Etiketli alan dış hat öğeleri:
::::::

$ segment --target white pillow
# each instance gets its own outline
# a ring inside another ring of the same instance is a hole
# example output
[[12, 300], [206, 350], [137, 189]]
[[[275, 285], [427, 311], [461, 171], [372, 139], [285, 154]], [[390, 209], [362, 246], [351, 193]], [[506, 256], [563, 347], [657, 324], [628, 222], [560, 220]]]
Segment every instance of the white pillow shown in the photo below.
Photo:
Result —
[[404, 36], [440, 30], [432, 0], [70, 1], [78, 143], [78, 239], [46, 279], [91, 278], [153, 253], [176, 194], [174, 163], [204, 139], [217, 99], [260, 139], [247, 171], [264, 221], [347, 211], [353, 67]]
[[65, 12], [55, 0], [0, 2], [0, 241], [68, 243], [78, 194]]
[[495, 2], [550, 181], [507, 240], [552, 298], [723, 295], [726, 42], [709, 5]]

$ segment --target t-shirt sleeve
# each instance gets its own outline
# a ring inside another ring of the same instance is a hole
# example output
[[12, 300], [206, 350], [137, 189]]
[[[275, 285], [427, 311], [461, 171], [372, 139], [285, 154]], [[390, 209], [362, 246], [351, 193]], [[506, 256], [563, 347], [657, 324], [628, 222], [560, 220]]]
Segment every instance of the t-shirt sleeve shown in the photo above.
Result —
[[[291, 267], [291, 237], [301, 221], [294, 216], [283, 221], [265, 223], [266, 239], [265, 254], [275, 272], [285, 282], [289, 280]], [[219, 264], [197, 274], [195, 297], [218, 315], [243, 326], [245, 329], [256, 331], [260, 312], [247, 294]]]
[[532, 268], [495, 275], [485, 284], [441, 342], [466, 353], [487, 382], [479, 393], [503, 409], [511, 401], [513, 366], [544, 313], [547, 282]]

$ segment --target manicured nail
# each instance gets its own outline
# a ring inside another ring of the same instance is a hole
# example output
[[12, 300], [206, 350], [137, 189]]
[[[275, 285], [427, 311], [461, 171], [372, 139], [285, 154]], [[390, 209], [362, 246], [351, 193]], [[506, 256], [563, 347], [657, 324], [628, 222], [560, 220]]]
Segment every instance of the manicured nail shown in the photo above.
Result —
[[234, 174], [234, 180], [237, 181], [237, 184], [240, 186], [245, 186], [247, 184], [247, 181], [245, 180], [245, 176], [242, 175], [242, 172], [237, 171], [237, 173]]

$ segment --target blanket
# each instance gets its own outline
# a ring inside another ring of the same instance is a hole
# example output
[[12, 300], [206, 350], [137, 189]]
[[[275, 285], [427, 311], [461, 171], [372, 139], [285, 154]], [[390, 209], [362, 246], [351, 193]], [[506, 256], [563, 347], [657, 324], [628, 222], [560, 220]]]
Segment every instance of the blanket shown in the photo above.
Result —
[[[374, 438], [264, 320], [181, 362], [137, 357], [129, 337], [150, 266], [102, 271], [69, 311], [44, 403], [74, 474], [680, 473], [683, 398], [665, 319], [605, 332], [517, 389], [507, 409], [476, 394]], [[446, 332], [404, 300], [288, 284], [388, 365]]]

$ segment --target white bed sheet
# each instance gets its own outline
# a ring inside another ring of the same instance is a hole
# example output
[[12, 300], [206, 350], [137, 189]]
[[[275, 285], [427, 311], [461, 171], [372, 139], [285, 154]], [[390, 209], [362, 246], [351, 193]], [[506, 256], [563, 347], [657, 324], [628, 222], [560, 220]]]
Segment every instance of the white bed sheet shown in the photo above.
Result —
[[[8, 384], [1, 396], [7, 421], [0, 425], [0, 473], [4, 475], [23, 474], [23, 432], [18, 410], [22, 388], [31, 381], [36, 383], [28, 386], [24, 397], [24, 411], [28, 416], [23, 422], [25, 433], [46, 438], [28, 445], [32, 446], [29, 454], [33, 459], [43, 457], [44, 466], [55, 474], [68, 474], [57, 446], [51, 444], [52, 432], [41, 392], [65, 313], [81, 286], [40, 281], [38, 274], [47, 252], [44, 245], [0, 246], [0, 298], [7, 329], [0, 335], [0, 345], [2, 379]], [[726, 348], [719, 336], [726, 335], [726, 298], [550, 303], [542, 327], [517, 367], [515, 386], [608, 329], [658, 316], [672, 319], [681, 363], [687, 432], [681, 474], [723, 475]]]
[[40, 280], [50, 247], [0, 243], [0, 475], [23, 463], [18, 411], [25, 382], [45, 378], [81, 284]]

::::::

Lütfen "--target white bed sheet" ifadesini içeren satırdan başlayıp kayıtların sonunda biten satırları, iki ucu da dahil olmak üzere, harfi harfine aynen yeniden yazın.

§ **Çözüm**
$ segment --target white bed sheet
# each instance gets its own outline
# a ring inside another ring of the same instance is a hole
# example output
[[12, 300], [206, 350], [137, 189]]
[[[275, 285], [427, 311], [461, 171], [372, 139], [285, 154]], [[390, 209], [362, 246], [351, 193]], [[506, 256], [563, 347], [657, 324], [628, 222], [560, 220]]]
Segment every instance of the white bed sheet shown in the photo above.
Result —
[[[8, 384], [1, 396], [7, 421], [0, 425], [0, 473], [4, 475], [23, 474], [23, 432], [18, 410], [22, 388], [31, 381], [36, 383], [28, 386], [24, 397], [24, 411], [28, 416], [23, 422], [25, 433], [46, 438], [28, 445], [32, 446], [29, 454], [33, 459], [43, 457], [44, 466], [55, 474], [68, 474], [57, 446], [51, 444], [52, 432], [41, 392], [65, 313], [81, 286], [40, 281], [38, 274], [47, 252], [44, 245], [0, 246], [0, 298], [7, 329], [0, 335], [0, 345], [2, 379]], [[726, 348], [719, 336], [726, 335], [726, 298], [550, 303], [542, 327], [517, 367], [515, 386], [608, 329], [658, 316], [672, 319], [681, 363], [687, 432], [681, 474], [723, 475]]]
[[40, 280], [50, 247], [0, 243], [0, 475], [23, 463], [18, 411], [25, 382], [45, 378], [81, 284]]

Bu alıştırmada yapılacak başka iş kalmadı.